> [Dataset records]
<<<<

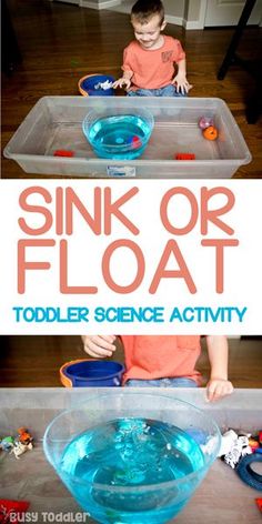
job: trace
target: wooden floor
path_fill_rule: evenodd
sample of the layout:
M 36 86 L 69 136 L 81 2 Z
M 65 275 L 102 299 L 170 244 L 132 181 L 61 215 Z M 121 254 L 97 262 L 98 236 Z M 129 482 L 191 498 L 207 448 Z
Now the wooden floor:
M 262 389 L 262 337 L 229 340 L 229 376 L 235 387 Z M 204 342 L 198 370 L 209 377 Z M 0 387 L 50 387 L 61 385 L 59 369 L 66 362 L 85 359 L 80 336 L 0 336 Z M 121 347 L 114 360 L 123 362 Z
M 39 98 L 79 94 L 78 80 L 88 73 L 118 77 L 122 50 L 132 39 L 124 13 L 49 0 L 8 0 L 8 4 L 23 61 L 10 78 L 3 75 L 2 148 Z M 242 130 L 253 160 L 234 177 L 262 178 L 261 121 L 248 124 L 245 119 L 245 101 L 252 97 L 254 81 L 238 67 L 232 67 L 223 81 L 216 80 L 232 32 L 167 28 L 167 33 L 179 38 L 187 50 L 192 95 L 224 99 Z M 239 48 L 242 58 L 259 58 L 261 48 L 262 29 L 246 28 Z M 13 161 L 3 159 L 2 178 L 24 178 L 24 173 Z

>>>>

> [Exercise goal] Copy all the lines of data exactly as they appear, dropping any images.

> [Result for this exercise]
job: trace
target: wooden floor
path_fill_rule: evenodd
sample of the layout:
M 36 86 L 69 136 L 81 2 Z
M 65 275 L 102 299 L 170 244 L 132 181 L 61 215 Z M 121 254 L 97 262 L 98 236 Z M 129 482 L 191 498 L 207 448 Z
Now the wooden floor:
M 262 389 L 262 337 L 229 340 L 229 376 L 235 387 Z M 204 342 L 198 370 L 209 377 Z M 0 387 L 50 387 L 61 385 L 59 369 L 66 362 L 85 359 L 80 336 L 0 336 Z M 121 347 L 114 360 L 123 362 Z
M 39 98 L 79 94 L 78 80 L 88 73 L 118 77 L 122 50 L 132 39 L 124 13 L 49 0 L 8 0 L 8 4 L 23 61 L 10 78 L 3 75 L 2 148 Z M 242 130 L 253 160 L 234 177 L 262 178 L 261 121 L 248 124 L 245 119 L 245 101 L 252 97 L 254 81 L 238 67 L 232 67 L 223 81 L 216 80 L 232 32 L 167 28 L 167 33 L 179 38 L 187 50 L 192 95 L 224 99 Z M 239 48 L 242 58 L 259 58 L 261 48 L 262 29 L 246 28 Z M 13 161 L 3 159 L 2 178 L 24 178 L 24 173 Z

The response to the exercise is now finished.